- REQUIREMENT
Copy every line of the data from the line with "target | curly hair" through the end of the data, keeping each "ask" and "layout" line as it is. Shift every coordinate in the answers by -38.

::::

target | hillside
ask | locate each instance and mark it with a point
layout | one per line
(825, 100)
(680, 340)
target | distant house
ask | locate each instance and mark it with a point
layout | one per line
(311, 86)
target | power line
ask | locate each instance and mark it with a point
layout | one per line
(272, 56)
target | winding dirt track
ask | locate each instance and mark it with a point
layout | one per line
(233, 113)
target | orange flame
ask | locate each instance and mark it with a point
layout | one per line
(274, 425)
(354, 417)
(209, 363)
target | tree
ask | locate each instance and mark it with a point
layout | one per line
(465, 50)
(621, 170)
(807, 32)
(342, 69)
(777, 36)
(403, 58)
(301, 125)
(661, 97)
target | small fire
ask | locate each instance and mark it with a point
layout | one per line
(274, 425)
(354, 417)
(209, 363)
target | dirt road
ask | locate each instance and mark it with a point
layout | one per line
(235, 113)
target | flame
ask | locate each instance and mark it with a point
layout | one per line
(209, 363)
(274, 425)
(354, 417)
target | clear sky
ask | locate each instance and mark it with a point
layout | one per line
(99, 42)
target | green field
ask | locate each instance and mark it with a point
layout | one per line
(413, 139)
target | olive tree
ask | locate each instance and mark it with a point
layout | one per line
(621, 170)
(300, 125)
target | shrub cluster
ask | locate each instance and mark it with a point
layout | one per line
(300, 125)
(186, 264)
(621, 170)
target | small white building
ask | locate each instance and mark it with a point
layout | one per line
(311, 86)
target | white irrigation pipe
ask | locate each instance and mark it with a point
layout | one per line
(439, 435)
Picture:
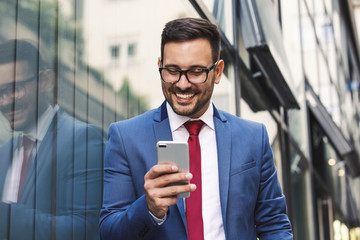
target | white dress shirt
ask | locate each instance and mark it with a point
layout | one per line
(211, 208)
(37, 134)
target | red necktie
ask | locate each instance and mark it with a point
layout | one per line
(194, 202)
(27, 144)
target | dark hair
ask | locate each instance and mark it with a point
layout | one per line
(184, 29)
(16, 50)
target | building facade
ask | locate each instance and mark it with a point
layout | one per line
(292, 65)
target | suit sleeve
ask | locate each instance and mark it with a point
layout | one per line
(270, 214)
(124, 215)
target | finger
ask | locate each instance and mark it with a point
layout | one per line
(174, 178)
(172, 191)
(160, 169)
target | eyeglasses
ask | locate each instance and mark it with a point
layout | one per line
(195, 75)
(15, 90)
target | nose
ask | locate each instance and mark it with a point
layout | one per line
(183, 83)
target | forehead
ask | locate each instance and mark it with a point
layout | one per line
(187, 53)
(14, 71)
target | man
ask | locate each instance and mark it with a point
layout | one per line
(240, 197)
(51, 169)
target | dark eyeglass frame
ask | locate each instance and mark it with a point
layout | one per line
(207, 70)
(10, 88)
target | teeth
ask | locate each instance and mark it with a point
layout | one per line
(185, 96)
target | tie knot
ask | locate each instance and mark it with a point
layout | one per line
(194, 127)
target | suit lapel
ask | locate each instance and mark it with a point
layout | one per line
(223, 141)
(161, 127)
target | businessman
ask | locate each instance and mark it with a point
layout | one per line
(51, 169)
(233, 185)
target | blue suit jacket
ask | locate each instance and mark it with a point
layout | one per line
(252, 204)
(62, 194)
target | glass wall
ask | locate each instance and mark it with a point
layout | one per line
(70, 68)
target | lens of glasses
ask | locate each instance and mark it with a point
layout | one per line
(193, 75)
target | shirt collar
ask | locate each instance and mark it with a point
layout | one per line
(176, 120)
(38, 131)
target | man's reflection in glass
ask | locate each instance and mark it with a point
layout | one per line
(51, 169)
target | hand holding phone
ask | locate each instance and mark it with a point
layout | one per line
(178, 154)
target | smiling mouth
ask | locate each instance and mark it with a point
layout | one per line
(184, 96)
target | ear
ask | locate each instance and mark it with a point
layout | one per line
(219, 70)
(47, 80)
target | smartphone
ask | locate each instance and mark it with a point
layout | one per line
(177, 153)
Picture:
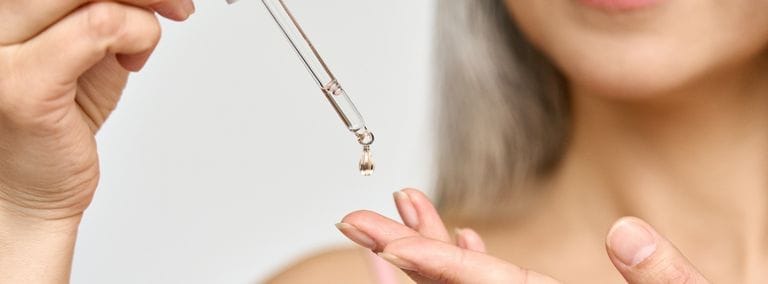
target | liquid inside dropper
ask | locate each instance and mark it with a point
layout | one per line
(366, 162)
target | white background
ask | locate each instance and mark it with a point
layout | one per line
(224, 162)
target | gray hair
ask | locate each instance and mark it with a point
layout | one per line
(502, 110)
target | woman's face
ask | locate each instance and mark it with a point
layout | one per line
(643, 47)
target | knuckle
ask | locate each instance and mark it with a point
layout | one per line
(105, 18)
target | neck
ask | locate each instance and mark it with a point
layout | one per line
(694, 162)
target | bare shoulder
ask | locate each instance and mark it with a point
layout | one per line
(348, 265)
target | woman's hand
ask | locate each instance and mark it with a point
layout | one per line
(63, 66)
(424, 249)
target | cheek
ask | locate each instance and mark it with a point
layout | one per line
(648, 53)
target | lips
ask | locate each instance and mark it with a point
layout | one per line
(620, 5)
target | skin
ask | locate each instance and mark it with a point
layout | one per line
(63, 65)
(669, 120)
(669, 126)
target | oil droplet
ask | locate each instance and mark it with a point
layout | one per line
(366, 162)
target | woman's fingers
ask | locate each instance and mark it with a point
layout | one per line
(373, 231)
(469, 239)
(29, 17)
(418, 213)
(644, 256)
(74, 44)
(447, 263)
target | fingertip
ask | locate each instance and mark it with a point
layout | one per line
(406, 209)
(631, 241)
(469, 239)
(173, 11)
(133, 62)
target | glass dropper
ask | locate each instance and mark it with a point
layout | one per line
(327, 82)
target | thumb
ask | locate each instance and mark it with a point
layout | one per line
(644, 256)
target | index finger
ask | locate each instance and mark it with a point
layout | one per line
(23, 19)
(447, 263)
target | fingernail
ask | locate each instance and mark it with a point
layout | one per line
(631, 242)
(406, 209)
(189, 6)
(357, 236)
(399, 262)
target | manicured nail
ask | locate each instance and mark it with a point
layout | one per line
(357, 236)
(189, 6)
(631, 242)
(406, 209)
(399, 262)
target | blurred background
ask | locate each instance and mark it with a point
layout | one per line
(224, 162)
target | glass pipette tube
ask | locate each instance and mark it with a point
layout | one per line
(327, 82)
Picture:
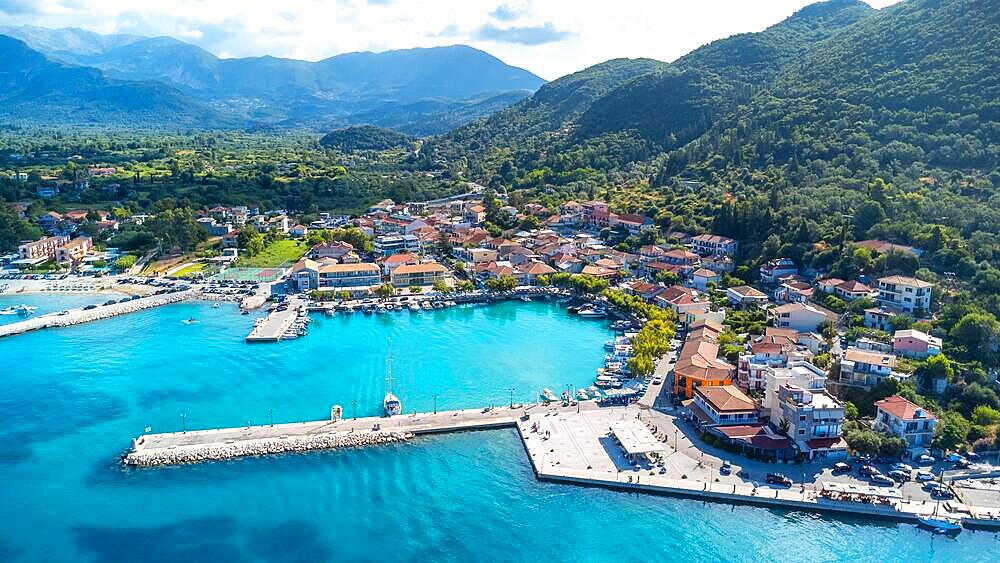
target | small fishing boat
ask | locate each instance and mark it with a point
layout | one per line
(592, 313)
(941, 525)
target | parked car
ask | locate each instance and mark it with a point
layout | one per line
(879, 479)
(942, 494)
(778, 479)
(867, 470)
(899, 475)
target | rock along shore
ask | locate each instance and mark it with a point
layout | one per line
(267, 446)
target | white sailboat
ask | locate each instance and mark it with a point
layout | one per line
(391, 404)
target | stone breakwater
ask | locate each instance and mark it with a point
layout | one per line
(79, 316)
(267, 446)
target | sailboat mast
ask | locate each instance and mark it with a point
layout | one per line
(388, 365)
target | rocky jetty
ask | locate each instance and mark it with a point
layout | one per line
(139, 457)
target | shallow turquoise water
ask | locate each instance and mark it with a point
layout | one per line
(71, 398)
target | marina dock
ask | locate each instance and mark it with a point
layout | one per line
(80, 315)
(573, 444)
(228, 443)
(278, 322)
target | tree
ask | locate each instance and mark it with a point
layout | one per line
(641, 365)
(952, 431)
(985, 415)
(667, 277)
(865, 442)
(891, 446)
(501, 283)
(14, 230)
(125, 262)
(977, 336)
(850, 411)
(176, 229)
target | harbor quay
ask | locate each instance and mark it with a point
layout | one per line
(619, 448)
(251, 440)
(614, 448)
(72, 317)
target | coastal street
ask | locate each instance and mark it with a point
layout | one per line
(579, 448)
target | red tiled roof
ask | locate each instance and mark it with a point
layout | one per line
(902, 408)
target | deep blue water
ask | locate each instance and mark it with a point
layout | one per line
(70, 400)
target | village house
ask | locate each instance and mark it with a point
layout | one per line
(744, 295)
(425, 274)
(903, 418)
(393, 261)
(777, 268)
(815, 420)
(42, 248)
(915, 344)
(798, 316)
(906, 294)
(74, 251)
(722, 406)
(710, 245)
(866, 367)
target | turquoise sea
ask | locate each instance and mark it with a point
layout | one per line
(70, 399)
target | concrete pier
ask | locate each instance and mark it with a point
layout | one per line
(277, 323)
(80, 316)
(227, 443)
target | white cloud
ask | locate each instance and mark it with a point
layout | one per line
(548, 37)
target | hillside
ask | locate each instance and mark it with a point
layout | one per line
(443, 86)
(35, 89)
(365, 138)
(622, 111)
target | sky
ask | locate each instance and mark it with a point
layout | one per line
(548, 37)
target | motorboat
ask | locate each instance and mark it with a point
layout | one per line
(941, 525)
(592, 313)
(391, 403)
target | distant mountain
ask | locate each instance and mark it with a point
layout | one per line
(916, 83)
(291, 92)
(36, 89)
(644, 107)
(365, 138)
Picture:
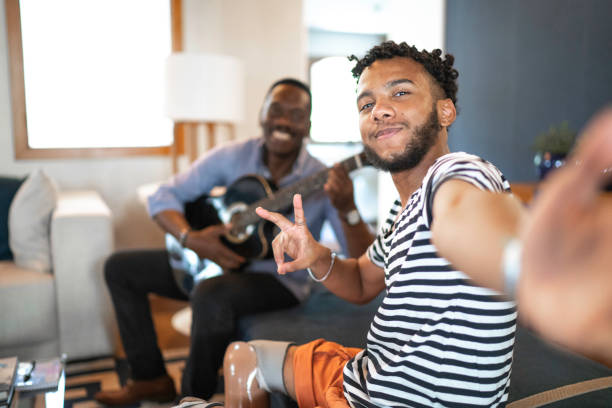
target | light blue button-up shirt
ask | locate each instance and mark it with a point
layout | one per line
(222, 166)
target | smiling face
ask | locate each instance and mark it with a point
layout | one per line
(285, 119)
(398, 115)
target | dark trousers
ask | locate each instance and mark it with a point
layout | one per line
(216, 303)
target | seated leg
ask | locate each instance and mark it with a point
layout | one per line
(253, 369)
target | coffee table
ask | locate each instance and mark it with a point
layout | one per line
(33, 399)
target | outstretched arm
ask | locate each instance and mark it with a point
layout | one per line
(565, 287)
(355, 280)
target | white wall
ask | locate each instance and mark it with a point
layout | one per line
(268, 36)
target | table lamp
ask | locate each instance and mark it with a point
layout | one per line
(202, 91)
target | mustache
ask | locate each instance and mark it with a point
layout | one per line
(280, 128)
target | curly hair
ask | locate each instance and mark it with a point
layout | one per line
(441, 69)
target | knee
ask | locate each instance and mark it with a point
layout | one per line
(113, 268)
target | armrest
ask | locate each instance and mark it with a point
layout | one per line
(81, 240)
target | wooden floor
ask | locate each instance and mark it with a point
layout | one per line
(167, 337)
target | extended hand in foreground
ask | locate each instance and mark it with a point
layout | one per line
(565, 290)
(294, 240)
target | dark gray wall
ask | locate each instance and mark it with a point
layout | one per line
(524, 65)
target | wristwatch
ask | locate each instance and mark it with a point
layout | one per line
(352, 217)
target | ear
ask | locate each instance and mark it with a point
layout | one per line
(446, 112)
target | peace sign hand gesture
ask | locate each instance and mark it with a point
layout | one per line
(294, 240)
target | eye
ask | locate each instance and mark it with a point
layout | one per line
(365, 106)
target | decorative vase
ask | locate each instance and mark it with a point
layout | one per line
(546, 161)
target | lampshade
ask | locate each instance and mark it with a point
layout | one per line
(204, 88)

::::

- TASK ANSWER
target | curly hair
ask | locate each instance and mark it with a point
layout | one per line
(403, 31)
target | knee
ask | locate each instance and mark it with a point
layout | one per line
(75, 230)
target | armrest
ask | locate each instance and mark it with a point
layout | one per line
(43, 202)
target | wooden floor
ask | locate each instance and mark it with a point
layout | one per line
(129, 299)
target | extended hand in foreground
ask | locate each instance and mark it with a point
layout | one per line
(527, 252)
(256, 202)
target | dark gray wall
ask | locate each instance and mark it with a point
layout | one per line
(486, 27)
target | wristwatch
ask | locate each instance and mark it with a point
layout | one per line
(314, 179)
target | ear
ask | locate each instance and mark it with a point
layout | one per line
(408, 74)
target | peace sign hand gesture
ask | locate each instance and mark it with a point
layout | one per line
(256, 202)
target | eye
ask | locate each instance and mark it with a point
layout | one per line
(327, 68)
target | decorative vase
ask | locate each instance and mark it with a point
layout | one per line
(508, 123)
target | lampshade
ask | locate each instance and mark it with a point
layout | one per line
(166, 50)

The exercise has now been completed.